§ What to do:
Which lines run from the one containing "Objective — drop a marker on each instance of the shirt" to the end of the entries below? Reproduce them exactly, both ends included.

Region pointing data
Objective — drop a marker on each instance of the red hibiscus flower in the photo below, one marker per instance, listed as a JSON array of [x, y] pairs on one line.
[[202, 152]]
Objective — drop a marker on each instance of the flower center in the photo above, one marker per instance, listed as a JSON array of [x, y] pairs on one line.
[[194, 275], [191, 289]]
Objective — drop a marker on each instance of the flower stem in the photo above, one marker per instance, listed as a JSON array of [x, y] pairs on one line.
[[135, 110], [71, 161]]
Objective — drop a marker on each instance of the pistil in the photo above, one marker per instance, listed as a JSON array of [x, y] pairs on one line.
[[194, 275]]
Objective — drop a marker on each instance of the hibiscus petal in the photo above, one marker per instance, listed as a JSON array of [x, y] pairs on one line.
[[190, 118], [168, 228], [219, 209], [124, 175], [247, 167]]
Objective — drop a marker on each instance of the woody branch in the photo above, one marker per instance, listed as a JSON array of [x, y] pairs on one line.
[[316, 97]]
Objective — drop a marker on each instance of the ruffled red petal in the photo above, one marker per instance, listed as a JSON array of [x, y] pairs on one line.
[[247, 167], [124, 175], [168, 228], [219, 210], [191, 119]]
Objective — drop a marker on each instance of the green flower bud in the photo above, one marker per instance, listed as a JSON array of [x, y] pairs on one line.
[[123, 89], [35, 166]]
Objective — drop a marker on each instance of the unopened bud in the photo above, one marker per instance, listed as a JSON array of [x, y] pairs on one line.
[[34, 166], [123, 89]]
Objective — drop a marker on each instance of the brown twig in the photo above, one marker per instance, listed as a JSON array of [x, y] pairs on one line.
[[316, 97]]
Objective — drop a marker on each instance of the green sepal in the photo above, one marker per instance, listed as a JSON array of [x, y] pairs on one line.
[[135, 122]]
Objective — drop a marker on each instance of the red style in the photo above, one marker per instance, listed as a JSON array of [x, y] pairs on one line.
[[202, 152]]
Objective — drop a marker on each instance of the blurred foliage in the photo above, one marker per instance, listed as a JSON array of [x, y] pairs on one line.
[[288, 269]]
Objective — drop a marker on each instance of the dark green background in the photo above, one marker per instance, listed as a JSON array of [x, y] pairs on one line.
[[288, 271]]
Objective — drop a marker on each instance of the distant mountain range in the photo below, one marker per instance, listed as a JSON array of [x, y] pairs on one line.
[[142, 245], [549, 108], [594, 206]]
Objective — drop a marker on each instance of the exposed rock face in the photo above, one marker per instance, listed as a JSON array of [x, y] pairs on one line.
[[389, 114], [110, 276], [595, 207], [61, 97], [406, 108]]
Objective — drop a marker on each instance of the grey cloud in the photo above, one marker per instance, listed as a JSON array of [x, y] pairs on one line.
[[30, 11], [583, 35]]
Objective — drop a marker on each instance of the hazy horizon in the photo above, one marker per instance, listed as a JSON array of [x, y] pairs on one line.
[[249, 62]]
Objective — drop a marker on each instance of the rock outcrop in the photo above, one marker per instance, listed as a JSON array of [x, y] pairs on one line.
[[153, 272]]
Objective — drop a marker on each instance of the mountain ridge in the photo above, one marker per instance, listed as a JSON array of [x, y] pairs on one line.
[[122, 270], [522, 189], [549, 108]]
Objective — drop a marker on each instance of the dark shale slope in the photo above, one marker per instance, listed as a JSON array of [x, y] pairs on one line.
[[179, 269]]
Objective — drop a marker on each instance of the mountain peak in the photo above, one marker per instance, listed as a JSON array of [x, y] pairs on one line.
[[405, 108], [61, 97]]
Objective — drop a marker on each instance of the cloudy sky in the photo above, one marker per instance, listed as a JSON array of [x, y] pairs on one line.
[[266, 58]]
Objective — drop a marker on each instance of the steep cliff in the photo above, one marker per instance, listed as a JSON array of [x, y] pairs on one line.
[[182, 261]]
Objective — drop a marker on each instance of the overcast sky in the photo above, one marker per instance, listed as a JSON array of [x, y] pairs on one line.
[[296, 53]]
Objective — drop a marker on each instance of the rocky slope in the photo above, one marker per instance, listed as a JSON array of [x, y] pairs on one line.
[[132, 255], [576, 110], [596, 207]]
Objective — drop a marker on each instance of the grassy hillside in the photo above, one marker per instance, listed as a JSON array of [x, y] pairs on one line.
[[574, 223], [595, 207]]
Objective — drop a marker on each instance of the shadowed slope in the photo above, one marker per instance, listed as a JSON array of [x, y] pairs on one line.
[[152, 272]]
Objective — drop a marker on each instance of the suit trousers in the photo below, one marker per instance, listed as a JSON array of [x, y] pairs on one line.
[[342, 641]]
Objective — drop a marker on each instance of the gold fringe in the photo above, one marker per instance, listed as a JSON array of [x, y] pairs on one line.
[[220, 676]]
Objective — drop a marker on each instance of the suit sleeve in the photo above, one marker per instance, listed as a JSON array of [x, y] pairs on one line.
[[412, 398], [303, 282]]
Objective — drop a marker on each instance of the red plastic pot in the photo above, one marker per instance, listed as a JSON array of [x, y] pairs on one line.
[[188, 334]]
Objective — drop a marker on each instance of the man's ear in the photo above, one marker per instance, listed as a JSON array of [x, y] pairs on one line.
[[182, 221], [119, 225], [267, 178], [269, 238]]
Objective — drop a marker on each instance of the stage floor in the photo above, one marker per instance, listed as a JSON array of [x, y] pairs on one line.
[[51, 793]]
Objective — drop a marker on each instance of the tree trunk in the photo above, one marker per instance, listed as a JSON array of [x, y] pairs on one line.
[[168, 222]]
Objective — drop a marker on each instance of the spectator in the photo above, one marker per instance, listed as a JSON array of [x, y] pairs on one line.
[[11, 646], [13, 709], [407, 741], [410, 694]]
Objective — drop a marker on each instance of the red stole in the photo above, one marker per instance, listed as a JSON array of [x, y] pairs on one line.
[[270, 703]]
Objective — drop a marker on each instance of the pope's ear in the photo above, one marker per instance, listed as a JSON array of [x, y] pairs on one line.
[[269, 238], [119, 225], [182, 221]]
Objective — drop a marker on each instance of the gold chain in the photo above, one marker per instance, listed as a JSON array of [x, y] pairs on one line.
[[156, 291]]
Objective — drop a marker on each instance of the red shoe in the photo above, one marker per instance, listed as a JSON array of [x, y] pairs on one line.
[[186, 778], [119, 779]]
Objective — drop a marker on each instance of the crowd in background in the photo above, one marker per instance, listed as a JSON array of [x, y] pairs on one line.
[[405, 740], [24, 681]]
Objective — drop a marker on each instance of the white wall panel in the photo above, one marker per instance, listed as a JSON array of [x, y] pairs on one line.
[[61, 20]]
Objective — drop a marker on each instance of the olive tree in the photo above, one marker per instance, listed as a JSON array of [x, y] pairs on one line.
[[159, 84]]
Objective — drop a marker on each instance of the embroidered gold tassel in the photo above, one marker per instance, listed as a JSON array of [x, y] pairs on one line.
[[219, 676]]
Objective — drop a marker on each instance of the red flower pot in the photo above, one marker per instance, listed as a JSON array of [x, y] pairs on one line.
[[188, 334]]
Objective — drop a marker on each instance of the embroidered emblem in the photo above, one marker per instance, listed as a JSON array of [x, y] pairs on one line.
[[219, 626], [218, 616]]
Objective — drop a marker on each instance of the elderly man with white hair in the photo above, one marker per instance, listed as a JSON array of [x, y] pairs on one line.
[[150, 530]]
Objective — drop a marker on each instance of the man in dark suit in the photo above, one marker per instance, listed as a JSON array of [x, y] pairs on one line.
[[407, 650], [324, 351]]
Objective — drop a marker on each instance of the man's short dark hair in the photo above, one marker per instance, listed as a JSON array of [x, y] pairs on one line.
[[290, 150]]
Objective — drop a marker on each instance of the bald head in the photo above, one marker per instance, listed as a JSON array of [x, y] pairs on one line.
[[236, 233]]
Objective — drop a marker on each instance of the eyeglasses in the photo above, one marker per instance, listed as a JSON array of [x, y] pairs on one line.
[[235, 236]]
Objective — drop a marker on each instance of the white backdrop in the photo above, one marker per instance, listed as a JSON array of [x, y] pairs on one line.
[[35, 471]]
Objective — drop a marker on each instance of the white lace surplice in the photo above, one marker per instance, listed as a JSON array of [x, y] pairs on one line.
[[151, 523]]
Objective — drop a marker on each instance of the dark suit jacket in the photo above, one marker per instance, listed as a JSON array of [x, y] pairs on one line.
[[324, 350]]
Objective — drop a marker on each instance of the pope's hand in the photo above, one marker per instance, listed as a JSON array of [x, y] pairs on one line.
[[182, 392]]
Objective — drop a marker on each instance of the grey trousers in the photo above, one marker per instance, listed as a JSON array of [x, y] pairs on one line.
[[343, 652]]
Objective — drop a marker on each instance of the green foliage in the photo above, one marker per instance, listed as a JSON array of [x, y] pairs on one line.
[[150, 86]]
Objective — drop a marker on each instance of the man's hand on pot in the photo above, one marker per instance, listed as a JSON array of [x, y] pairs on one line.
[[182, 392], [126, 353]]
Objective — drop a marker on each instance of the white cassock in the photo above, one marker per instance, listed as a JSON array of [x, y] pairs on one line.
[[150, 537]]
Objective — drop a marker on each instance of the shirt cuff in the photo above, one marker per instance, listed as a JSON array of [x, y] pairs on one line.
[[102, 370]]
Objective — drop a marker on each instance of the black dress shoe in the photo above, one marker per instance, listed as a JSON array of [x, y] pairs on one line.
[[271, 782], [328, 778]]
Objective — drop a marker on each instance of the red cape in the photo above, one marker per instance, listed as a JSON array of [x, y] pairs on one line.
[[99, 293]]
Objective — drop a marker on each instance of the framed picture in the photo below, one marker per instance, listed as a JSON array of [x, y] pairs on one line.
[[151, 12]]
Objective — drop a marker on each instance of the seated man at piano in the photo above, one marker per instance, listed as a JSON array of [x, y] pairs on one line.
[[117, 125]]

§ Exercise output:
Objective — drop a marker on each instance of the shirt cuff in the photo above, one marker per instance, listed as a JSON array of [x, y] pairs on one line.
[[102, 370]]
Objective — drop a marker on each instance of the black dress shoe in the photo above, one marker per instance, listed as a JSON array of [x, y] pairs on one line.
[[271, 782], [328, 778]]
Objective — drop a marker on each instance of the red cape in the photo above, one marker per instance, listed as a JSON array of [x, y] pairs on one line.
[[99, 293]]
Objective — drop a marker on each instance of the framed picture in the photo below, one marker per instance, listed as a JSON array of [x, y] pairs on one line.
[[151, 12]]
Objective — drop a marker on each instance of the seated man at piano in the photo above, one marker per instance, listed as a JSON array of [x, y] pairs on one line.
[[117, 125]]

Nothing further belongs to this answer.